# Given exercise:
State how many lines in the data below contain the word "cardigan", giving only the number.

# Records:

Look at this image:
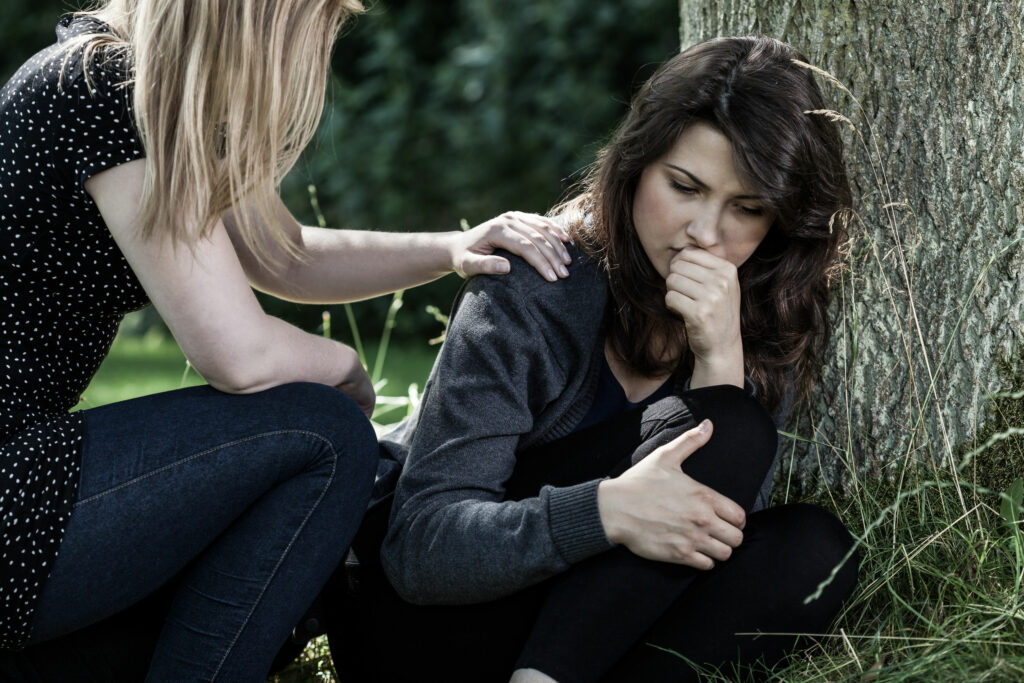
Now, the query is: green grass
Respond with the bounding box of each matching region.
[76,321,439,425]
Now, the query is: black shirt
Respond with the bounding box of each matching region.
[0,17,147,648]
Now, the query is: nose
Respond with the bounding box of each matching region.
[686,205,722,249]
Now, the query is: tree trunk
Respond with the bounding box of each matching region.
[680,0,1024,487]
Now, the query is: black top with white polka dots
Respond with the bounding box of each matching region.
[0,17,147,648]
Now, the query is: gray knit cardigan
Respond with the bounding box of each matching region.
[376,247,784,604]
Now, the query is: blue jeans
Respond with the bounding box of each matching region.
[25,384,377,682]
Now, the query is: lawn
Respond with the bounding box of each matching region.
[76,321,438,424]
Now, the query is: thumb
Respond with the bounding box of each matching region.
[652,420,714,468]
[462,253,511,278]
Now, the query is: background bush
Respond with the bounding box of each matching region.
[0,0,678,340]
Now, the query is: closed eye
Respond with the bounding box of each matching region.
[669,178,698,195]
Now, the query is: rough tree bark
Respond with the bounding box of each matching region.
[680,0,1024,486]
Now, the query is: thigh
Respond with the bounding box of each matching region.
[325,497,542,683]
[33,384,376,642]
[602,504,857,683]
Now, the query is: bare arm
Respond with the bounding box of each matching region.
[224,199,568,303]
[85,160,374,412]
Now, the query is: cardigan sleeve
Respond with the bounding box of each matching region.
[381,266,612,604]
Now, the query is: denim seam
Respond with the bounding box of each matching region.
[73,429,338,509]
[210,430,338,683]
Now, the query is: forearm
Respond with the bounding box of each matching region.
[381,481,611,604]
[182,315,352,393]
[260,226,459,303]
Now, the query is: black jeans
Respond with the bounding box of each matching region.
[329,387,857,683]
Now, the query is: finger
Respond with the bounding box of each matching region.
[665,272,713,300]
[708,511,743,548]
[499,223,569,282]
[713,492,746,540]
[696,537,732,562]
[650,420,714,469]
[674,550,715,571]
[517,213,572,265]
[669,260,717,283]
[665,290,697,325]
[672,247,735,268]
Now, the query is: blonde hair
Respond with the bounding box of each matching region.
[72,0,362,262]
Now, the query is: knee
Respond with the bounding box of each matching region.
[263,382,378,471]
[683,385,778,471]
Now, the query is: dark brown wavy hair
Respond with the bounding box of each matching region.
[553,36,851,409]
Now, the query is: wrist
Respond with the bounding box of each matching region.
[690,344,743,389]
[597,479,625,545]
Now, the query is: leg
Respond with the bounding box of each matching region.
[27,384,377,681]
[602,504,857,683]
[516,387,777,683]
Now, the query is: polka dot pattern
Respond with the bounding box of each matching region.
[0,17,147,648]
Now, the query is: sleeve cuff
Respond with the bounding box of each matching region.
[548,479,614,564]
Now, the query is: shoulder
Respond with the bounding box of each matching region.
[468,245,608,323]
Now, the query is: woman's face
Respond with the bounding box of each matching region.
[633,123,774,278]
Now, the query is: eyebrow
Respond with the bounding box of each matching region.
[665,162,764,202]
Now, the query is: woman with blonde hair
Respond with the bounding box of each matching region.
[0,0,567,681]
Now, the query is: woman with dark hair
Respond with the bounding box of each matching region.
[332,37,857,683]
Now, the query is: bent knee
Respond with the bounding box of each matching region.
[684,385,778,465]
[262,382,378,464]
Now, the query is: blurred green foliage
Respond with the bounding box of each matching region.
[8,0,678,338]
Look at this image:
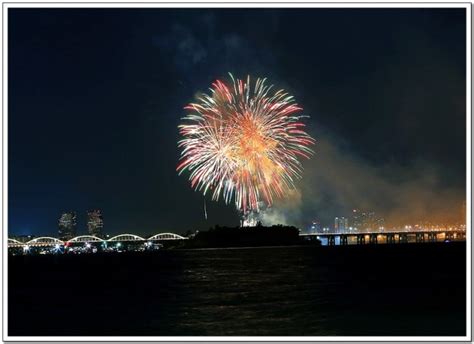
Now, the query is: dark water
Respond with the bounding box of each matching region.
[8,243,466,336]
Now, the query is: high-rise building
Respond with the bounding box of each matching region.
[58,211,76,240]
[308,220,321,233]
[87,209,104,238]
[334,217,349,232]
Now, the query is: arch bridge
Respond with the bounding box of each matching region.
[8,232,188,248]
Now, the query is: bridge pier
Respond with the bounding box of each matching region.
[328,235,336,246]
[398,234,408,243]
[386,234,395,244]
[369,234,377,244]
[339,235,347,245]
[416,233,425,242]
[428,233,436,242]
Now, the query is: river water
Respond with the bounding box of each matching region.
[8,242,466,336]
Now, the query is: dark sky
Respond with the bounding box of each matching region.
[8,9,466,235]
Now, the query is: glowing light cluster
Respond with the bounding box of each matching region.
[177,74,314,213]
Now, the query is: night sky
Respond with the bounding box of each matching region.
[8,9,466,235]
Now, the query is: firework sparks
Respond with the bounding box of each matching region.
[177,74,314,214]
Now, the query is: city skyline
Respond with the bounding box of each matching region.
[8,9,466,235]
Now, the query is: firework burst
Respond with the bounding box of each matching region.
[177,74,314,214]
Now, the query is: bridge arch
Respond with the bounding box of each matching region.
[107,234,146,242]
[148,233,187,240]
[67,235,105,243]
[8,238,26,246]
[26,237,64,246]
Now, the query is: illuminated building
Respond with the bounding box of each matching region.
[58,211,76,240]
[308,220,321,233]
[334,217,349,232]
[87,209,104,238]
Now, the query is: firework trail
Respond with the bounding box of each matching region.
[177,74,314,218]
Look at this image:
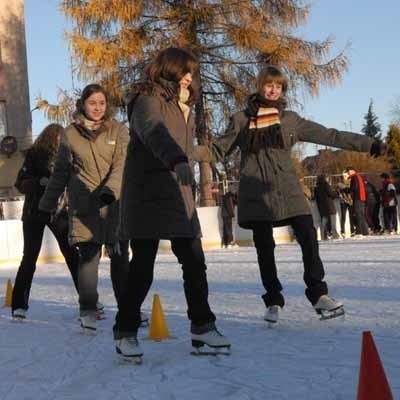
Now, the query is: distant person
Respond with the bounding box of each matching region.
[314,174,339,240]
[380,172,397,234]
[221,190,236,248]
[337,182,355,238]
[364,179,382,234]
[11,124,79,319]
[343,167,369,237]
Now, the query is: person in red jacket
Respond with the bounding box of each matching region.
[380,172,397,234]
[343,167,369,236]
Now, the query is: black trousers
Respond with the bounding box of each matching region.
[12,217,79,311]
[222,217,233,246]
[340,203,355,234]
[78,240,129,315]
[114,238,215,339]
[253,215,328,307]
[353,200,369,235]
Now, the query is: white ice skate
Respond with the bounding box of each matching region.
[314,294,344,320]
[79,314,97,335]
[96,301,106,320]
[264,306,279,327]
[190,329,231,356]
[115,336,143,364]
[139,312,149,328]
[12,308,27,322]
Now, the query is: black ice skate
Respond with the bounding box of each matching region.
[115,336,143,364]
[314,294,344,320]
[190,329,231,356]
[264,306,279,328]
[12,308,26,322]
[79,314,97,335]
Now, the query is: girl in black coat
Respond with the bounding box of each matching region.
[213,66,379,322]
[12,124,79,318]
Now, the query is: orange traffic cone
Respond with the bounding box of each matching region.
[357,331,393,400]
[148,294,173,341]
[3,279,12,307]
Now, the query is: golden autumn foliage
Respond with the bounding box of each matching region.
[37,0,348,205]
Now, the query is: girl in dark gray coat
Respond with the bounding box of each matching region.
[114,48,230,358]
[213,66,379,322]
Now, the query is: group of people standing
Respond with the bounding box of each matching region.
[12,48,379,358]
[314,167,397,240]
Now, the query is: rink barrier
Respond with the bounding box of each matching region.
[0,200,394,267]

# Solution to the problem:
2